====== RAW DATA

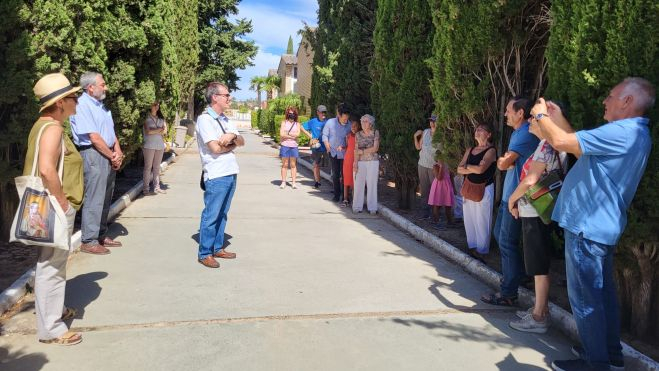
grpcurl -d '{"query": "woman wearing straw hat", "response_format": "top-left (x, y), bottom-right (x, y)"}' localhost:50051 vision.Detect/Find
top-left (23, 73), bottom-right (84, 345)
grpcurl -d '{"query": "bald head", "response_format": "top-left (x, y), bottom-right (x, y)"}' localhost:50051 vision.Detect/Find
top-left (622, 77), bottom-right (655, 115)
top-left (604, 77), bottom-right (655, 122)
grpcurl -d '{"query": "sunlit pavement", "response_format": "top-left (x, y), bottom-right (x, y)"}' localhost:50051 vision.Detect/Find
top-left (0, 120), bottom-right (571, 371)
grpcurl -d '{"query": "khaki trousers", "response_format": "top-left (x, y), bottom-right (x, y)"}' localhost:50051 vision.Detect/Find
top-left (34, 205), bottom-right (76, 340)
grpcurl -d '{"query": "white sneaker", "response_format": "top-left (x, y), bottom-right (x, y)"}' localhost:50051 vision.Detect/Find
top-left (509, 314), bottom-right (549, 334)
top-left (515, 307), bottom-right (533, 319)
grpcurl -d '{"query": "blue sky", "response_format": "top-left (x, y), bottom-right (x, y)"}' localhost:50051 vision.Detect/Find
top-left (232, 0), bottom-right (318, 100)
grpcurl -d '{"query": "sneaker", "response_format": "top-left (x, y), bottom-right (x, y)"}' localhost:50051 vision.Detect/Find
top-left (509, 314), bottom-right (549, 334)
top-left (515, 307), bottom-right (533, 319)
top-left (570, 345), bottom-right (625, 371)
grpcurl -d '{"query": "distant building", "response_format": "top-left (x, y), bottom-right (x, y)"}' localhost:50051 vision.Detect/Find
top-left (293, 28), bottom-right (316, 113)
top-left (263, 68), bottom-right (279, 101)
top-left (268, 28), bottom-right (316, 114)
top-left (277, 54), bottom-right (297, 95)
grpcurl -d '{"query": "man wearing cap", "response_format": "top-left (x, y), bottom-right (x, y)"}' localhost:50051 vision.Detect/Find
top-left (71, 72), bottom-right (124, 255)
top-left (302, 104), bottom-right (327, 188)
top-left (323, 103), bottom-right (351, 202)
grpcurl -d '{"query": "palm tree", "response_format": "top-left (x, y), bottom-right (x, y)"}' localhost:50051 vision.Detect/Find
top-left (249, 76), bottom-right (266, 109)
top-left (263, 75), bottom-right (281, 100)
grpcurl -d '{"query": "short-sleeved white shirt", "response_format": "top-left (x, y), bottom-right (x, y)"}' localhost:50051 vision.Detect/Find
top-left (195, 107), bottom-right (239, 180)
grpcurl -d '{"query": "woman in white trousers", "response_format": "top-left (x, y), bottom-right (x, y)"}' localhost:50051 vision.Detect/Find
top-left (142, 102), bottom-right (167, 196)
top-left (352, 115), bottom-right (380, 214)
top-left (23, 73), bottom-right (84, 345)
top-left (457, 124), bottom-right (497, 261)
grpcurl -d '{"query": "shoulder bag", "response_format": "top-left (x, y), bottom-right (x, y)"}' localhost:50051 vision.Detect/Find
top-left (9, 123), bottom-right (71, 250)
top-left (524, 150), bottom-right (565, 224)
top-left (460, 147), bottom-right (494, 202)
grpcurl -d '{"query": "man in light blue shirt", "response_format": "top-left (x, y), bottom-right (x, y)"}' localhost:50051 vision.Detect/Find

============

Transcribe every one of the dataset records shown above line for line, omitting the pictures.

grpcurl -d '{"query": "woman wearing straw hat", "response_format": "top-left (x, y), bottom-right (x, y)"}' localhost:50051 vision.Detect/Find
top-left (23, 73), bottom-right (84, 345)
grpcurl -d '{"query": "bald head", "response_format": "top-left (x, y), bottom-right (x, y)"}' localhost:50051 vision.Detect/Find
top-left (622, 77), bottom-right (655, 115)
top-left (604, 77), bottom-right (655, 122)
grpcurl -d '{"query": "sunlit pavement", "response_format": "top-left (x, y), bottom-right (x, y)"}' localhost:50051 vision.Detect/Find
top-left (0, 120), bottom-right (571, 371)
grpcurl -d '{"query": "khaki trousers", "response_format": "top-left (x, y), bottom-right (x, y)"}' localhost:50051 vision.Detect/Find
top-left (34, 205), bottom-right (76, 340)
grpcurl -d '{"query": "white sneaker", "response_format": "top-left (x, y), bottom-right (x, y)"}' localhost:50051 vision.Detect/Find
top-left (509, 314), bottom-right (549, 334)
top-left (515, 307), bottom-right (533, 319)
grpcurl -d '{"query": "blue sky", "response_format": "top-left (x, y), bottom-right (x, y)"}' localhost:50051 vision.Detect/Find
top-left (232, 0), bottom-right (318, 100)
grpcurl -d '{"query": "sneaker", "response_format": "top-left (x, y), bottom-right (x, y)"}' localhost:50051 vision.Detect/Find
top-left (509, 314), bottom-right (549, 334)
top-left (515, 307), bottom-right (533, 319)
top-left (570, 345), bottom-right (625, 371)
grpcurl -d '{"query": "distant building", "response_format": "top-left (x, y), bottom-right (x, y)"}' localhost:50051 vision.Detect/Find
top-left (293, 28), bottom-right (316, 113)
top-left (263, 68), bottom-right (279, 101)
top-left (268, 28), bottom-right (316, 114)
top-left (277, 54), bottom-right (297, 95)
grpcurl -d '{"query": "man wearing cap", "response_format": "top-left (x, y), bottom-right (x, y)"}' localhost:50051 vision.Detect/Find
top-left (71, 72), bottom-right (124, 255)
top-left (302, 104), bottom-right (327, 188)
top-left (323, 103), bottom-right (351, 202)
grpcurl -d '{"query": "palm tree", "response_format": "top-left (x, y), bottom-right (x, y)"}' localhost:50051 vision.Detect/Find
top-left (249, 76), bottom-right (266, 109)
top-left (263, 75), bottom-right (281, 100)
grpcurl -d '{"query": "short-sleeved white shirt", "response_format": "top-left (x, y), bottom-right (x, y)"}' localhost:50051 vision.Detect/Find
top-left (195, 107), bottom-right (239, 180)
grpcurl -d '{"query": "woman in white trousers", "response_format": "top-left (x, y), bottom-right (x, y)"}' localhost:50051 vision.Detect/Find
top-left (142, 102), bottom-right (167, 196)
top-left (352, 115), bottom-right (380, 214)
top-left (23, 73), bottom-right (84, 345)
top-left (457, 124), bottom-right (497, 261)
grpcurl -d '{"query": "shoulder bag", "response_format": "top-left (x, y), bottom-right (x, y)"}' localhost:50051 vision.Detect/Find
top-left (9, 123), bottom-right (71, 250)
top-left (524, 150), bottom-right (565, 224)
top-left (460, 147), bottom-right (494, 202)
grpcurl -d '{"query": "man in light blue shirt", "response_format": "top-left (x, y), bottom-right (x, y)"}' localhost:50051 vision.Detect/Find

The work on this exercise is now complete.